单项选择题

It is a must to preface any discussion of atoms by paying homage to Democritus, an Ionian philosopher of the fifth century B. C., the earliest known proponent of an atomic theory. Though Democritus’ idea were in many ways strikingly modern and were promulgated (传播) by his more celebrated successor Epicurus, his theory never gained wide acceptance in Greek thought. It had largely been forgotten by the time of the late Renaissance rebirth of science. While the dramatic rise of the atomic theory over the last century and a half deems to have vindicated (证明……正确) Democritus, only the Greek name atom ("indivisible") remains to establish his claim as the father of the theory.
Nonetheless, Democritus’ thinking contained the seed of the idea that has dominated the twentieth-century physical thought. He was one of the first to perceive that nature on a sufficiently small scale might be qualitatively different in a striking way from the world of our ordinary experience. And he was the first to voice the hope, today almost an obsession, that underlying all the complex richness, texture, and variety of our everyday life might be a level of reality of stark simplicity, with the turmoil we perceive representing only the nearly infinite arrangements of a smaller number of constituents.

DATASET EXTRACT:

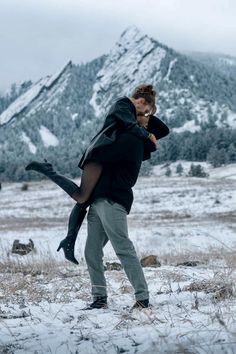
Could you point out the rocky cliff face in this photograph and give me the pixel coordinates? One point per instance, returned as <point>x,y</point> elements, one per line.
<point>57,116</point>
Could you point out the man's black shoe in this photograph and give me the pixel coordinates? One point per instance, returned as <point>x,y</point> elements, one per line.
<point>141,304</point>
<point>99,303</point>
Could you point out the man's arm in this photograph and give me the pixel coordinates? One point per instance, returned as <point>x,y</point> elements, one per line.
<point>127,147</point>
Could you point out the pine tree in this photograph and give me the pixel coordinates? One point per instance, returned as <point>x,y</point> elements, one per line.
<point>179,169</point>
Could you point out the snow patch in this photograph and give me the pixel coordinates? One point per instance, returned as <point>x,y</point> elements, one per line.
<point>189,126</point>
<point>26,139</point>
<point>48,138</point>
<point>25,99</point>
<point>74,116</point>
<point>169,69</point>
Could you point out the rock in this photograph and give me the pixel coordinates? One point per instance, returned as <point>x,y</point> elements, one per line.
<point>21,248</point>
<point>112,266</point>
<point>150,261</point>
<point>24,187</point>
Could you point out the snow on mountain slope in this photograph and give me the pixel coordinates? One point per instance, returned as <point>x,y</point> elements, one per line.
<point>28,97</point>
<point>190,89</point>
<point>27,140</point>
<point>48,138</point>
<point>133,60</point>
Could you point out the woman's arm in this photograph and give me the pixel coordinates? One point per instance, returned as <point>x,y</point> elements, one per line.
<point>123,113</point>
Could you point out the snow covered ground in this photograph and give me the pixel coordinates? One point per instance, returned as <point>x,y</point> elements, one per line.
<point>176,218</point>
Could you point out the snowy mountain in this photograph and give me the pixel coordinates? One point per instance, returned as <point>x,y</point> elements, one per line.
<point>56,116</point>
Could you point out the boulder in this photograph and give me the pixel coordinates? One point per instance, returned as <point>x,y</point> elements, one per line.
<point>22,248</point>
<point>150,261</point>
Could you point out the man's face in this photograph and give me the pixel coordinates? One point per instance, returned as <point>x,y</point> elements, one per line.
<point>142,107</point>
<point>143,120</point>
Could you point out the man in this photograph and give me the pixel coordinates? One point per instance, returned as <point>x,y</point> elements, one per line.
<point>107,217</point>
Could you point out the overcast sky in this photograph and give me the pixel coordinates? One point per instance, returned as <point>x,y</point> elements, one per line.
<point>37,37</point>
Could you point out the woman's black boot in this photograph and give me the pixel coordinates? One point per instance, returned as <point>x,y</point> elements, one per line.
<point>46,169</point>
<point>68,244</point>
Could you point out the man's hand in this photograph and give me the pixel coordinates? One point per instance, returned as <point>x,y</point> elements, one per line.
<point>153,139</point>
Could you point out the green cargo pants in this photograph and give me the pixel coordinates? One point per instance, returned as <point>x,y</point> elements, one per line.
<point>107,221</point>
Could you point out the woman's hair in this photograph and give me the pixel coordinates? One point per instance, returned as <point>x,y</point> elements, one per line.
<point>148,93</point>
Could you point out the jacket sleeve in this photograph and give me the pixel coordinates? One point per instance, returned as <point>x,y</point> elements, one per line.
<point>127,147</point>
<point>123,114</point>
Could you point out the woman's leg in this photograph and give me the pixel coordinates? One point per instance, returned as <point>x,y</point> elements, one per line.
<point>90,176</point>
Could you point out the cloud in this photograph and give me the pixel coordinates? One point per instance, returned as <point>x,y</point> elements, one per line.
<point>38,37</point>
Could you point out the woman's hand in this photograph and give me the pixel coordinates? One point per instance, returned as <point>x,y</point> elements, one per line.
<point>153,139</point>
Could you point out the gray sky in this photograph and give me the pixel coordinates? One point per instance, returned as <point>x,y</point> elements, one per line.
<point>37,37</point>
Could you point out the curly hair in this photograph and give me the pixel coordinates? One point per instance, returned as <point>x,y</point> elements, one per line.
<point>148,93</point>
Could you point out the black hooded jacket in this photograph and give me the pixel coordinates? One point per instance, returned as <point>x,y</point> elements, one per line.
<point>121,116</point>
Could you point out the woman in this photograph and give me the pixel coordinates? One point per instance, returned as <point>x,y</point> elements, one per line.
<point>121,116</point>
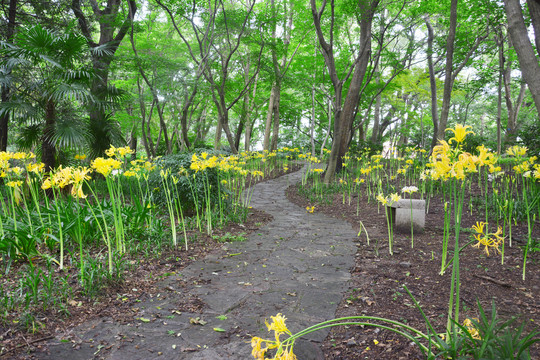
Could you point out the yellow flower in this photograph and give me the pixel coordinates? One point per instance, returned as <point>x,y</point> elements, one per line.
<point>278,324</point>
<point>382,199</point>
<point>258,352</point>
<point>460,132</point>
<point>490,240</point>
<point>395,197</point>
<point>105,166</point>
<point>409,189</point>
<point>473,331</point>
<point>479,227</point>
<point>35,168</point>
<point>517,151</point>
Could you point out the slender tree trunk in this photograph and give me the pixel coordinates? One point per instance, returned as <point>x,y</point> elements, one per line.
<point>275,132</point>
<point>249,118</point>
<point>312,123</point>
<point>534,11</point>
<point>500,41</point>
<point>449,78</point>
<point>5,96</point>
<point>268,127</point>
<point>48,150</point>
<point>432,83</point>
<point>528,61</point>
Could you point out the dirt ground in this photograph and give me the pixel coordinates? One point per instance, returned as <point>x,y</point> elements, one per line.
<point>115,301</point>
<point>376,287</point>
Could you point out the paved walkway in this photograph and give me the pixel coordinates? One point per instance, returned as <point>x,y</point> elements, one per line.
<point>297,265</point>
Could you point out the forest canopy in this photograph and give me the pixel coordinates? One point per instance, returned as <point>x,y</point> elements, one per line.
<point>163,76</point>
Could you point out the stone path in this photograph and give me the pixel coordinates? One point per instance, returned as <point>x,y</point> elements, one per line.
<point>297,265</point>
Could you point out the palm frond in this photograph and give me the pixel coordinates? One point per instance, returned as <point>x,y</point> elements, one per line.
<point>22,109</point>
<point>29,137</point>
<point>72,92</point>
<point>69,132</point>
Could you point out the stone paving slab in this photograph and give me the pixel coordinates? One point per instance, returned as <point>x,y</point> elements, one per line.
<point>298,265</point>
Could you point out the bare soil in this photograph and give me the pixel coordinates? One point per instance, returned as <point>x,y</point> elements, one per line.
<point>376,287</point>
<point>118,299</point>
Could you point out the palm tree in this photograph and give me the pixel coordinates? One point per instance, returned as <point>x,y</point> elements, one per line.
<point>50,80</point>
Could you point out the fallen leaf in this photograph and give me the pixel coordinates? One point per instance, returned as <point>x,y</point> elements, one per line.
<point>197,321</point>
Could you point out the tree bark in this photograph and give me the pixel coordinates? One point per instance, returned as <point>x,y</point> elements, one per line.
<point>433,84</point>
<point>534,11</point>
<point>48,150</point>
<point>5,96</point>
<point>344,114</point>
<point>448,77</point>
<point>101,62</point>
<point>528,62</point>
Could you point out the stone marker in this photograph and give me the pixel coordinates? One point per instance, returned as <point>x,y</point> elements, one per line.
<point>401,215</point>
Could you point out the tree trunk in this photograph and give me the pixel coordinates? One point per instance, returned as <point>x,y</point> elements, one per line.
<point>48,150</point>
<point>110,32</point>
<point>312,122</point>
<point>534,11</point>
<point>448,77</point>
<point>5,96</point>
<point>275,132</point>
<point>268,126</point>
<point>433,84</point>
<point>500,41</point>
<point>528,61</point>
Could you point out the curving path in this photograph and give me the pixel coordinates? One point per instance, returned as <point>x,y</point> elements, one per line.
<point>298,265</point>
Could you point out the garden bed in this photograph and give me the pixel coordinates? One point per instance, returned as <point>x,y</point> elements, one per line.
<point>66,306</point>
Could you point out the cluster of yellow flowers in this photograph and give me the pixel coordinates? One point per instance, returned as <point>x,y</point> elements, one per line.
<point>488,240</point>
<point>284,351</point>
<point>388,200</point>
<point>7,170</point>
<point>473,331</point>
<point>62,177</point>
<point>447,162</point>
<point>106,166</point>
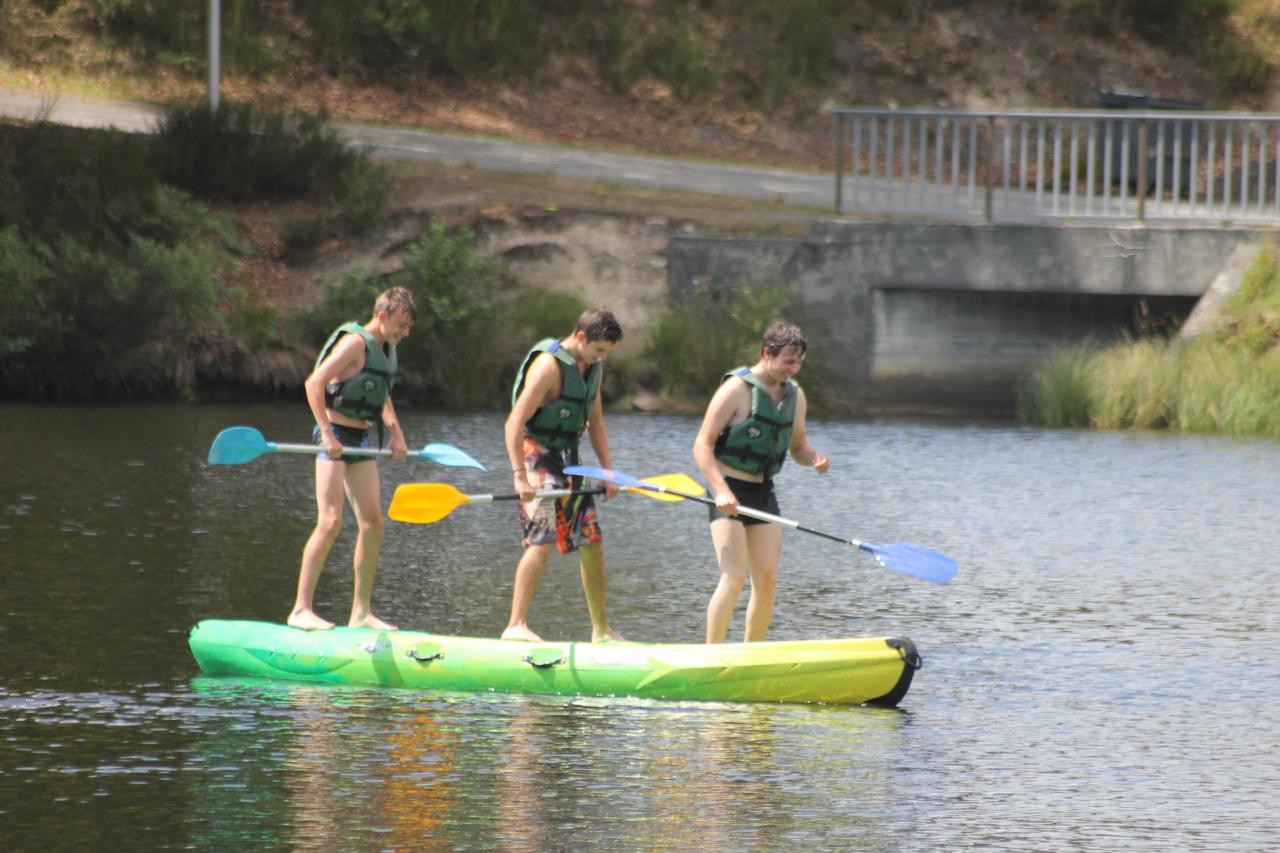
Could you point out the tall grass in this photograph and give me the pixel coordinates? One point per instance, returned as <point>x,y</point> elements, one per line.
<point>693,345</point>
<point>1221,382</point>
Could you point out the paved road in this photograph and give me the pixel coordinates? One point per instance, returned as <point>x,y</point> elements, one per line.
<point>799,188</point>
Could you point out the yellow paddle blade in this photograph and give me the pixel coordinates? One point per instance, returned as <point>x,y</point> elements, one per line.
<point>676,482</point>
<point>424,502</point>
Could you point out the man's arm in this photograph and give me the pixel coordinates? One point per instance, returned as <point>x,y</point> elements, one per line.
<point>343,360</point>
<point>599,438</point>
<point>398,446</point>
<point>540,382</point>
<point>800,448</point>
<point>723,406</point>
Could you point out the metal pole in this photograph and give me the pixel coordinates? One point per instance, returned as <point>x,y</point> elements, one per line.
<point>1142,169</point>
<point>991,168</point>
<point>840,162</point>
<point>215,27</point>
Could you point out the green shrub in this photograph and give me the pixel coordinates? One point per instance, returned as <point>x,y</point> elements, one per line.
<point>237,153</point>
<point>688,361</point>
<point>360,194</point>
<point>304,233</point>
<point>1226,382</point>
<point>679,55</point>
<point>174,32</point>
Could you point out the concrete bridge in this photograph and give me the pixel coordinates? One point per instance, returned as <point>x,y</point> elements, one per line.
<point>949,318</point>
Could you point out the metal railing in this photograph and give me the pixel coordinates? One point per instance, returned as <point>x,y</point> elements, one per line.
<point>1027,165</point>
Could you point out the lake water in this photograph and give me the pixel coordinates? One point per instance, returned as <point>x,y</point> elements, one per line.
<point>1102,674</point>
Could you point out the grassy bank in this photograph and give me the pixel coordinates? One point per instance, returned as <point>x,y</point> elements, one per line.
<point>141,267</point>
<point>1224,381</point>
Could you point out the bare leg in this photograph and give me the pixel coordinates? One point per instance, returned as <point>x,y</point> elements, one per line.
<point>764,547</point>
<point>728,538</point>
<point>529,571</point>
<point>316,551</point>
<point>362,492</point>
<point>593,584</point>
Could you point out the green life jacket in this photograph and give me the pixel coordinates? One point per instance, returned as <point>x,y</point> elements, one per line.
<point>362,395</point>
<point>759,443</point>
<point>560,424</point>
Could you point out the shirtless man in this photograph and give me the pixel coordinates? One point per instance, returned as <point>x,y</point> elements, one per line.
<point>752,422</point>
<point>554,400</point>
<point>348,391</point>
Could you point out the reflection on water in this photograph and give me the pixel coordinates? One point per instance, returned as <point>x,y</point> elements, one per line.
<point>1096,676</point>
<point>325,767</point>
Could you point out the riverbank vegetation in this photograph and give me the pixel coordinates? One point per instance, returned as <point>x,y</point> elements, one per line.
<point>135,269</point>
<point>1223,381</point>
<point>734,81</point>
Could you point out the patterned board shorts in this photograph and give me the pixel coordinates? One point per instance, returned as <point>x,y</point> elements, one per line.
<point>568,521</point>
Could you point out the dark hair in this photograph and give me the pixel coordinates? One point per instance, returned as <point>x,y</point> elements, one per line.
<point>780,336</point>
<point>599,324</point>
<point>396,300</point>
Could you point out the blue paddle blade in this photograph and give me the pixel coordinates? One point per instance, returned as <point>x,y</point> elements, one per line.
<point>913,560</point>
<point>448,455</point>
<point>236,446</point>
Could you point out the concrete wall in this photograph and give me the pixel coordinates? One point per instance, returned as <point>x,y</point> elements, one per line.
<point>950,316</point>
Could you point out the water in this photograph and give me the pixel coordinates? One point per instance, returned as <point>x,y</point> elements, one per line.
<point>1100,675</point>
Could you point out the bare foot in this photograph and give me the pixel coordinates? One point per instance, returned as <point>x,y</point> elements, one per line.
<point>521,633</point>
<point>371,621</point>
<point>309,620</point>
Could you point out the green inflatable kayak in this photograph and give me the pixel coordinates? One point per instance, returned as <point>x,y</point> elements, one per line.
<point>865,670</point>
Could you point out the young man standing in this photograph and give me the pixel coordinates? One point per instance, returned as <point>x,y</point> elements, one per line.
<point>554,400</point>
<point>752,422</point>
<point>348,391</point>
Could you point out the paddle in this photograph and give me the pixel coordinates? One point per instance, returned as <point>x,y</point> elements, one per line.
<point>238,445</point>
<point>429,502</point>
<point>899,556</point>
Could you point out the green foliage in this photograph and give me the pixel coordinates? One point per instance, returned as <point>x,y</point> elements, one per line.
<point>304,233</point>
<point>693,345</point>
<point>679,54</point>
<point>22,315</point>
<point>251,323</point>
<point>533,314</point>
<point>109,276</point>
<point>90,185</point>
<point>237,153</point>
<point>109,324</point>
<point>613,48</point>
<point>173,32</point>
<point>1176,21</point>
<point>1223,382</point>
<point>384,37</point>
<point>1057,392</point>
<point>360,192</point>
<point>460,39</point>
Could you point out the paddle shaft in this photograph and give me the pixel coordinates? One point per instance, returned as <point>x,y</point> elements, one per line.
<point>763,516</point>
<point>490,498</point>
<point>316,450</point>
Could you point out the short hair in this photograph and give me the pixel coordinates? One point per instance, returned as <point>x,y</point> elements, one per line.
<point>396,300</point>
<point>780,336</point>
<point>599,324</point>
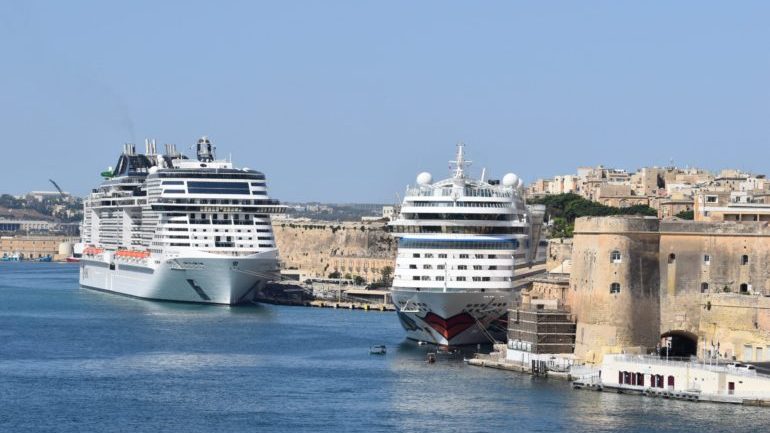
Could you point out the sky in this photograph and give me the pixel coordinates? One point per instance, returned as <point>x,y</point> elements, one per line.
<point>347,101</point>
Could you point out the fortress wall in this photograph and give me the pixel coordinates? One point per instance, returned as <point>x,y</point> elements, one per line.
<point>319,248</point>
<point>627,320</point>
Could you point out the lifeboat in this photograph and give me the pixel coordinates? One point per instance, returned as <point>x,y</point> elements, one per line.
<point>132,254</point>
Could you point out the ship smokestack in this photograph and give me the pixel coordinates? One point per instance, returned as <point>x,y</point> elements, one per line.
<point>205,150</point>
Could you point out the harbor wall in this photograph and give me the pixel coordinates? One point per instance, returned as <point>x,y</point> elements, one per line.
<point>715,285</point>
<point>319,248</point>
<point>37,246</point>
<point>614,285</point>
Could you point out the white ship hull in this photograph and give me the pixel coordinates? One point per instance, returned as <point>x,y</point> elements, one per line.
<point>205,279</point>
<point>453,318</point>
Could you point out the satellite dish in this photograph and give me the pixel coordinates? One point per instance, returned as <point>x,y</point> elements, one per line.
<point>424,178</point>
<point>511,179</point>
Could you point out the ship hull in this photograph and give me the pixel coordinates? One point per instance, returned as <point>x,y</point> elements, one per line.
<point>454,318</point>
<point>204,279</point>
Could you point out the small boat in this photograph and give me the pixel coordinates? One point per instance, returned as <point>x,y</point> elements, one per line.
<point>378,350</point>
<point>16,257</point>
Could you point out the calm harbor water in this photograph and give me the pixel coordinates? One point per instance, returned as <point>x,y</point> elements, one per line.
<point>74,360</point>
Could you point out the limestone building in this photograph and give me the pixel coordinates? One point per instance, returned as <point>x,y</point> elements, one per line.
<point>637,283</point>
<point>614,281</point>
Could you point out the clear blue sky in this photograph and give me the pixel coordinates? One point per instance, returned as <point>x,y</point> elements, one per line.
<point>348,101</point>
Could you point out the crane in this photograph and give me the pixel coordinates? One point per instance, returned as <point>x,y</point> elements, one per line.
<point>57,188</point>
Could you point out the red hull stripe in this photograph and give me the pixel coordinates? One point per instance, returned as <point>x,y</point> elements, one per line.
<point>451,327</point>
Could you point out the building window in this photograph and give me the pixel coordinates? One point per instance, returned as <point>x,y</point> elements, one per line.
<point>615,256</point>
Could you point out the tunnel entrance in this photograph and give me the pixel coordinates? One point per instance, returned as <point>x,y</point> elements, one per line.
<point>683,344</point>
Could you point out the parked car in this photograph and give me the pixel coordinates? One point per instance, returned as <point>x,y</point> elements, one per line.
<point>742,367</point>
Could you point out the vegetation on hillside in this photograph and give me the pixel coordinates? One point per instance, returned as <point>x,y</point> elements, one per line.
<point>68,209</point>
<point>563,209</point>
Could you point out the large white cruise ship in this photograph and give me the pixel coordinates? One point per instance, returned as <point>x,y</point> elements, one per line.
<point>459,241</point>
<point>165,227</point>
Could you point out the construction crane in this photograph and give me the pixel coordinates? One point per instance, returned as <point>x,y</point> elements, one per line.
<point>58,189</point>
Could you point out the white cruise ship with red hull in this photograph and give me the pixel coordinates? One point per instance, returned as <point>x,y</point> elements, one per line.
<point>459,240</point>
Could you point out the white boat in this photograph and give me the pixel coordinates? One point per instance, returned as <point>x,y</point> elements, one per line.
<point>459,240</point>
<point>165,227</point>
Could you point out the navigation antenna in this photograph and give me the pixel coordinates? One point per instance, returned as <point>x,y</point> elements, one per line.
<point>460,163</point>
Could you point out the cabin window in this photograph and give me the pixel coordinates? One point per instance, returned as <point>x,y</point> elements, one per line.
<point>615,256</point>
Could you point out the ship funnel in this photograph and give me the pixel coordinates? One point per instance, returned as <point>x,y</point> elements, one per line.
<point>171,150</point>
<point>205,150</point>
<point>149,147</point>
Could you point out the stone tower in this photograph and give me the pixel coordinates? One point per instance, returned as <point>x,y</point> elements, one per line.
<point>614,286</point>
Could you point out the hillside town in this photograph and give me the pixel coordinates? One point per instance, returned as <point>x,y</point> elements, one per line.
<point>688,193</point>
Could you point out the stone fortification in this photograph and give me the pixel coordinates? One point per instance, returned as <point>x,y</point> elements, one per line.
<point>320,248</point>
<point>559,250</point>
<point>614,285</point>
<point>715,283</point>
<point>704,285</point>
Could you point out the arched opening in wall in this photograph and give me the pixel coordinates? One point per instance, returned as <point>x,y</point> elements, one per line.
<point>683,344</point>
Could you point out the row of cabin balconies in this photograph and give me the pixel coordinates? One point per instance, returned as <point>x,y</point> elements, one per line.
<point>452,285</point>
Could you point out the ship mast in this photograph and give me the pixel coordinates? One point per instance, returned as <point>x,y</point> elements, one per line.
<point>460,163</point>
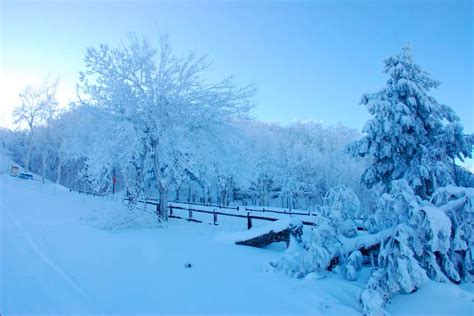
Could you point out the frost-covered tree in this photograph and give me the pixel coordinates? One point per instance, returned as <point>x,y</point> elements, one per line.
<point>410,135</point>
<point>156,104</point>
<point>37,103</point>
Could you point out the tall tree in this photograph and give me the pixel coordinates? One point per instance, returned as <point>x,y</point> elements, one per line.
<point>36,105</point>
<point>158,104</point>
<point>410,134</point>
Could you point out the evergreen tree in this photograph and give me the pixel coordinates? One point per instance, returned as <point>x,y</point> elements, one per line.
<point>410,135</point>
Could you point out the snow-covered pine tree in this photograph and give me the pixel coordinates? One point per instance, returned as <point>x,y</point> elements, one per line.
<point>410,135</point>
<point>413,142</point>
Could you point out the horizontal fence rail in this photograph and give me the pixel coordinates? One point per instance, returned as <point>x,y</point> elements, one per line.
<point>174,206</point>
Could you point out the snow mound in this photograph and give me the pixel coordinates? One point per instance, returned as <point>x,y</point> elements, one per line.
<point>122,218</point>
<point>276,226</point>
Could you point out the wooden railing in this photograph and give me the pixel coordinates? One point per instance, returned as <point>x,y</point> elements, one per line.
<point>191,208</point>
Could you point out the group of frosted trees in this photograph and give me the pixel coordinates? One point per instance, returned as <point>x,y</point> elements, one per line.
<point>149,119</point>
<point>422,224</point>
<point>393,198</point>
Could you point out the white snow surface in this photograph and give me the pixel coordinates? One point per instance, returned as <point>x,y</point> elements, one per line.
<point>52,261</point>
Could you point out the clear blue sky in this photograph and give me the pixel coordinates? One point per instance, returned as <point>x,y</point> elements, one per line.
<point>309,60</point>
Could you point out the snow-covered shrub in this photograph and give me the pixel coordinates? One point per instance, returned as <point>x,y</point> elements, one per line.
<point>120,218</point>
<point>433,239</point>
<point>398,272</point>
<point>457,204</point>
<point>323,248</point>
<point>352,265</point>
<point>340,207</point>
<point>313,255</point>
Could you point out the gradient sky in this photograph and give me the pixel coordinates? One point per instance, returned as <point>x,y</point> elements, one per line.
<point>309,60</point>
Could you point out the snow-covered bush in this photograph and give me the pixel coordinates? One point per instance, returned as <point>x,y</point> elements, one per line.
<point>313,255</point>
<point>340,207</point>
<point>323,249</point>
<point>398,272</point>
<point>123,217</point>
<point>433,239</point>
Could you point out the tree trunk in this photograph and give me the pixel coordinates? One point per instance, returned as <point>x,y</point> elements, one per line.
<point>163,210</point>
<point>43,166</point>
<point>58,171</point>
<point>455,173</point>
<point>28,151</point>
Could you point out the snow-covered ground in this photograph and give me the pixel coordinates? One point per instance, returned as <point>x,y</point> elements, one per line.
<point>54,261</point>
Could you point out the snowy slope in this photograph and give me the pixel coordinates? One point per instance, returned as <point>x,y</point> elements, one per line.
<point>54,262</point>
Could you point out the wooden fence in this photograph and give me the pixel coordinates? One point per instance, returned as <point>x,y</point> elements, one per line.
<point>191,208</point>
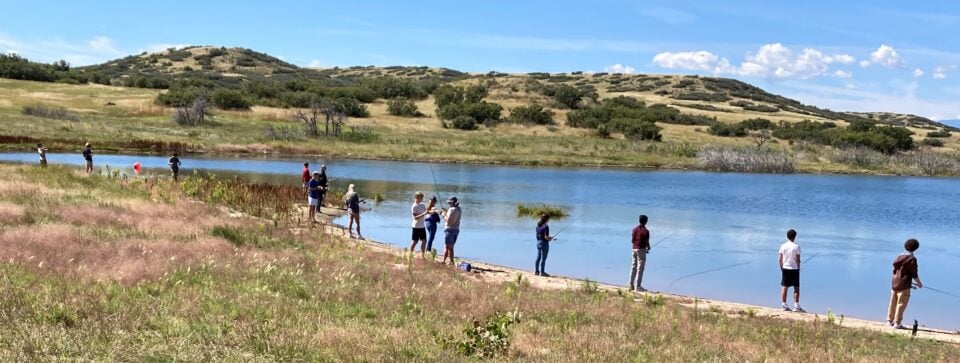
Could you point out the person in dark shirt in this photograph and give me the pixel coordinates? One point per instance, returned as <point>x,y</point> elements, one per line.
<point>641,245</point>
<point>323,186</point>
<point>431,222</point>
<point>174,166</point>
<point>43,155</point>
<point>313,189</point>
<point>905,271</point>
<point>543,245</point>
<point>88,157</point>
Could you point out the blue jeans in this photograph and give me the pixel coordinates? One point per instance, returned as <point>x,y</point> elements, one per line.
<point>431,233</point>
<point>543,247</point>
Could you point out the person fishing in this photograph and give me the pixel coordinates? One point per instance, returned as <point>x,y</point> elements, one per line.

TASK BRIEF:
In the passage on Democritus, which later philosopher is described as his more celebrated successor who promulgated his ideas?

EXERCISE SOLUTION:
Epicurus